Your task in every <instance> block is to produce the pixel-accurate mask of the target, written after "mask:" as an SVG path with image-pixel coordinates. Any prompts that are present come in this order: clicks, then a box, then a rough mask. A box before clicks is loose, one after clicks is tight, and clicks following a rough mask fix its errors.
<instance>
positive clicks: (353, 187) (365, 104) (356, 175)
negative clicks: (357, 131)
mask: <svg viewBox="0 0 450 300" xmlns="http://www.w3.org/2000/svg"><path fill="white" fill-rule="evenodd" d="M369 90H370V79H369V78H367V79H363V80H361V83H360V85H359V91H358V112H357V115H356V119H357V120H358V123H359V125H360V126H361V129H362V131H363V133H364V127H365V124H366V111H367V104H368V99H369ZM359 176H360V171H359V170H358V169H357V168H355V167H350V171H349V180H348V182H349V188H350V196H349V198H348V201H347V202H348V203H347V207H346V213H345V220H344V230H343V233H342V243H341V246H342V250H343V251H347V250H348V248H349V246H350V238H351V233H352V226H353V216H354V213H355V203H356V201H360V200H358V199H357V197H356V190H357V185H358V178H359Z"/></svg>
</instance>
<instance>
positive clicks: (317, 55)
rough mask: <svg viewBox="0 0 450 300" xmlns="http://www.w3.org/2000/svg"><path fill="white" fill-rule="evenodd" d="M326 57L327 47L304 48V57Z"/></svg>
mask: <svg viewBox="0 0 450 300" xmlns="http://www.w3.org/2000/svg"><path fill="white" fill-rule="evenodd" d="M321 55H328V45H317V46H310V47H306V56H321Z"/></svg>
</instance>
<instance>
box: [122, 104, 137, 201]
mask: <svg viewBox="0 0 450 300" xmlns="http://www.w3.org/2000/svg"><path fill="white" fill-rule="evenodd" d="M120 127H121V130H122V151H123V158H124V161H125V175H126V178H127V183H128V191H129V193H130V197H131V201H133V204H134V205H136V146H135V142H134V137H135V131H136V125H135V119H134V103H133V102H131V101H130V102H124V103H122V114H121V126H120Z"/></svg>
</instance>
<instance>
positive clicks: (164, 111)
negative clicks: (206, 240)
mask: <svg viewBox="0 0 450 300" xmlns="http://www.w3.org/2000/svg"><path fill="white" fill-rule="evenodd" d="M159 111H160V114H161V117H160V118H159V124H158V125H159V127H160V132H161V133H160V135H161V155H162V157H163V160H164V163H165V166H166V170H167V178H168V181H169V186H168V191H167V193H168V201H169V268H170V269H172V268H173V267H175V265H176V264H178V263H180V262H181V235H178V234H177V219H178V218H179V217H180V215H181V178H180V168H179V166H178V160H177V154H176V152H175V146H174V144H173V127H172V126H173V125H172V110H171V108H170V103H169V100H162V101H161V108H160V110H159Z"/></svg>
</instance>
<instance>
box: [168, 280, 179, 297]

*TASK REQUIREMENTS*: Starting with the line that contains "negative clicks: (357, 131)", write out each line through the end of the listing, exactly as it appears, and include nothing else.

*OUTPUT*:
negative clicks: (357, 131)
mask: <svg viewBox="0 0 450 300" xmlns="http://www.w3.org/2000/svg"><path fill="white" fill-rule="evenodd" d="M369 90H370V79H369V78H367V79H363V80H361V83H360V85H359V91H358V112H357V115H356V119H357V120H358V123H359V125H360V126H361V129H362V131H363V133H364V127H365V124H366V111H367V104H368V99H369ZM359 176H360V171H359V170H358V169H357V168H355V167H350V171H349V180H348V182H349V188H350V196H349V198H348V201H347V202H348V203H347V207H346V213H345V220H344V230H343V233H342V243H341V246H342V250H343V251H347V250H348V248H349V246H350V238H351V233H352V226H353V216H354V213H355V203H356V201H360V200H358V199H357V197H356V190H357V185H358V178H359Z"/></svg>
</instance>
<instance>
positive clicks: (317, 55)
rough mask: <svg viewBox="0 0 450 300" xmlns="http://www.w3.org/2000/svg"><path fill="white" fill-rule="evenodd" d="M326 57L327 47L304 48V57Z"/></svg>
mask: <svg viewBox="0 0 450 300" xmlns="http://www.w3.org/2000/svg"><path fill="white" fill-rule="evenodd" d="M321 55H328V45H317V46H310V47H306V56H321Z"/></svg>
</instance>
<instance>
box: [122, 104, 137, 201]
mask: <svg viewBox="0 0 450 300" xmlns="http://www.w3.org/2000/svg"><path fill="white" fill-rule="evenodd" d="M120 127H121V130H122V151H123V158H124V161H125V175H126V178H127V183H128V191H129V193H130V197H131V201H133V204H134V205H136V146H135V142H134V137H135V131H136V125H135V119H134V103H133V102H131V101H130V102H124V103H122V114H121V126H120Z"/></svg>
</instance>
<instance>
positive clicks: (164, 111)
negative clicks: (206, 240)
mask: <svg viewBox="0 0 450 300" xmlns="http://www.w3.org/2000/svg"><path fill="white" fill-rule="evenodd" d="M159 111H160V114H161V117H160V118H159V124H158V125H159V127H160V132H161V133H160V135H161V155H162V157H163V160H164V163H165V166H166V170H167V178H168V181H169V186H168V191H167V193H168V201H169V268H170V269H172V268H173V267H175V265H176V264H178V263H180V262H181V235H178V234H177V219H178V218H179V217H180V215H181V178H180V168H179V166H178V160H177V154H176V152H175V146H174V144H173V127H172V126H173V125H172V110H171V108H170V103H169V100H162V101H161V108H160V110H159Z"/></svg>
</instance>
<instance>
box: [168, 280, 179, 297]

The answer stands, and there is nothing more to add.